-- Data supplied follows --

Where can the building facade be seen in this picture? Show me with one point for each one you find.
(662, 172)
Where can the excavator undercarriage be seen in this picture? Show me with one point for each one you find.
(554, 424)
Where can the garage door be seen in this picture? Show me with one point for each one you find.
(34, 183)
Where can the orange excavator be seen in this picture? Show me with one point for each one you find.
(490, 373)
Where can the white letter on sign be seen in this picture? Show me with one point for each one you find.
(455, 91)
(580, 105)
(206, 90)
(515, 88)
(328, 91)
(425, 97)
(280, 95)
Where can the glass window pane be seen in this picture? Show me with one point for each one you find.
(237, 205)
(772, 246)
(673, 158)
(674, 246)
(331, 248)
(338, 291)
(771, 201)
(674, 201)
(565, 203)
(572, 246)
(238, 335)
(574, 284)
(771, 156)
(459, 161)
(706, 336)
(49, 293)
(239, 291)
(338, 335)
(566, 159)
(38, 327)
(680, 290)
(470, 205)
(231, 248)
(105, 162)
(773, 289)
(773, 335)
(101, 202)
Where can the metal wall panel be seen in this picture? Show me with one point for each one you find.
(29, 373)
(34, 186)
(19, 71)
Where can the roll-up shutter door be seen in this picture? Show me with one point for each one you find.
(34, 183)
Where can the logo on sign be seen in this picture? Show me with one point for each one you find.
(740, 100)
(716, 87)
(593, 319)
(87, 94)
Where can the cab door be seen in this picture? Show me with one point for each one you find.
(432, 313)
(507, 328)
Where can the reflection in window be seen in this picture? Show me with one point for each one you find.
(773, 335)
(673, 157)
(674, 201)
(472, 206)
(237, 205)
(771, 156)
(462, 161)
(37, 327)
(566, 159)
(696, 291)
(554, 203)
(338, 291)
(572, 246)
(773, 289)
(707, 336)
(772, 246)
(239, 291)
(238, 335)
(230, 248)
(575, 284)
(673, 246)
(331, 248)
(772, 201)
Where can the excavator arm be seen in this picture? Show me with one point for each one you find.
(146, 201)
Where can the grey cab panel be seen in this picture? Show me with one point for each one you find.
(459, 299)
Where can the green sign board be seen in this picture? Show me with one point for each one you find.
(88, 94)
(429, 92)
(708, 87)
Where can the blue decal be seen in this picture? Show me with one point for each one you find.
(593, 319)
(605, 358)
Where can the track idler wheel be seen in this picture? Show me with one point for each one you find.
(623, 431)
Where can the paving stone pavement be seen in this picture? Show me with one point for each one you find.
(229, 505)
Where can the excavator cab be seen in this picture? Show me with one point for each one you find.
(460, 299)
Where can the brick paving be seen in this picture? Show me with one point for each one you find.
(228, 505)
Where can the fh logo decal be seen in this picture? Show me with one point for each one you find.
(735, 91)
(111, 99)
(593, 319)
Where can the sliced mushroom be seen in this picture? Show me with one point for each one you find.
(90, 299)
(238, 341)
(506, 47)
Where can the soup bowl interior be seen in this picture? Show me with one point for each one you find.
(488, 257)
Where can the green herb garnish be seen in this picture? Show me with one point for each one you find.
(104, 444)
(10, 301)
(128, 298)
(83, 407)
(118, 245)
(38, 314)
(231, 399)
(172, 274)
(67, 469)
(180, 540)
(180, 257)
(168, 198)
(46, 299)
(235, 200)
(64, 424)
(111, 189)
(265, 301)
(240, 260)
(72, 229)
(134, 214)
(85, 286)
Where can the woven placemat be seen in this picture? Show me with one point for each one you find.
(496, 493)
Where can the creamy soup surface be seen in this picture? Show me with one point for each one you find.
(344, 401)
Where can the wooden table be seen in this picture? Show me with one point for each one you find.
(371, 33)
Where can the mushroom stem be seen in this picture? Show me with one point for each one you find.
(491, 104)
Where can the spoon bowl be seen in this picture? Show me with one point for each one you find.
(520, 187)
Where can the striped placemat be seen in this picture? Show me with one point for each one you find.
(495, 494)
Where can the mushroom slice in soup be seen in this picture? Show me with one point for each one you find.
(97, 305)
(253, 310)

-- Data supplied concluded --

● **Work item**:
This exercise requires that all of the entries be repeated exactly.

● **Your response**:
Where can the building facade be seen in this picture? Show me with one point for each one you find.
(662, 172)
Where can the excavator undercarriage be seen in this picture? Show me with one point for each one you find.
(554, 424)
Where can the garage door be seen in this picture? Show me with one point for each one you find.
(34, 183)
Where can the orange excavator be seen in this picture? Show me with one point for each one you find.
(490, 373)
Where can the white letter on sign be seen in this picture? Show me with one point for each one you find.
(455, 91)
(580, 105)
(206, 90)
(515, 88)
(328, 91)
(425, 97)
(280, 95)
Where can the glass window pane be seen in this picture? Show me with one point for each one you find.
(237, 205)
(772, 246)
(673, 158)
(674, 246)
(331, 248)
(338, 291)
(771, 201)
(674, 201)
(565, 203)
(572, 246)
(238, 335)
(574, 284)
(771, 156)
(459, 161)
(706, 336)
(49, 293)
(239, 291)
(338, 335)
(566, 159)
(38, 327)
(680, 290)
(470, 205)
(231, 248)
(105, 162)
(773, 289)
(773, 335)
(101, 202)
Where can the metal wall panel be seen in this picture? Show me with one point for each one you find.
(29, 373)
(34, 186)
(19, 71)
Where can the roll-up shutter door be seen in this picture? Show me with one point for each one you find.
(34, 183)
Where can the logo on sign be seen in this picture? Show me with one point for each one you find.
(740, 100)
(716, 87)
(593, 319)
(87, 94)
Where can the cab door be seen in this picture? Show me with one point for each one you find.
(432, 313)
(507, 328)
Where can the reflection in window be seen in this picture? Show me with one point for each one you find.
(773, 335)
(673, 157)
(674, 201)
(472, 206)
(237, 205)
(771, 156)
(462, 161)
(37, 327)
(566, 159)
(696, 291)
(554, 203)
(338, 291)
(572, 246)
(773, 289)
(707, 336)
(772, 246)
(239, 291)
(238, 335)
(230, 248)
(575, 284)
(673, 246)
(331, 248)
(772, 201)
Where can the excavator arm be seen in this picture? Show me with one point for each one you find.
(146, 201)
Where can the grey cab panel be seen in this picture? Show me with one point for each one you find.
(459, 299)
Where can the green sign board be seen in this picture? Show me with one point for each one you find.
(88, 94)
(429, 92)
(708, 87)
Where can the blue decal be seen in this picture? Show me with one point for each one you find.
(593, 319)
(605, 358)
Where can the track idler wheel be seen in this picture? Show me with one point for each one you find.
(623, 431)
Where can the paving stone pavement be seen in this picture? Show me with one point for each one you find.
(229, 505)
Where can the excavator cab be seen in this picture? Show me with one point for each one you find.
(460, 299)
Where can the brick paving be seen in this picture? Show me with one point for each one you find.
(228, 505)
Where can the fh logo decal be seen in this picture? Show me with one point for each one you find.
(735, 91)
(111, 99)
(593, 319)
Where can the sliced mushroom be seen in this picture? Show me with one point for each one you find.
(90, 299)
(238, 341)
(506, 47)
Where can the soup bowl interior be seen in this picture? Show me with one point for each one you find.
(488, 257)
Where can the green herb garnish be seen in this picture? Show me with one point for each one you find.
(104, 444)
(10, 301)
(128, 298)
(83, 407)
(118, 245)
(38, 314)
(231, 399)
(172, 274)
(67, 469)
(180, 540)
(180, 257)
(168, 198)
(46, 299)
(235, 200)
(64, 424)
(111, 189)
(265, 301)
(240, 260)
(72, 229)
(134, 214)
(85, 286)
Where can the woven placemat be seen in this picture? Show me with one point for each one you find.
(496, 493)
Where can the creamy soup surface be seen in this picture? Show me with one point for each one you find.
(344, 401)
Where can the wooden table be seen in this picture? Show me with one point for each one you find.
(371, 33)
Where can the mushroom stem be seen in this picture? Show me with one point for each one you find.
(491, 104)
Where can the spoon bowl be seen in this picture? Show me with one point for each one you find.
(520, 187)
Where can the striped placemat be seen in this picture? Show me with one point for each one you find.
(495, 494)
Where can the mushroom slice in soup be seen in this picture? Show me with one point for each one you find.
(97, 305)
(253, 310)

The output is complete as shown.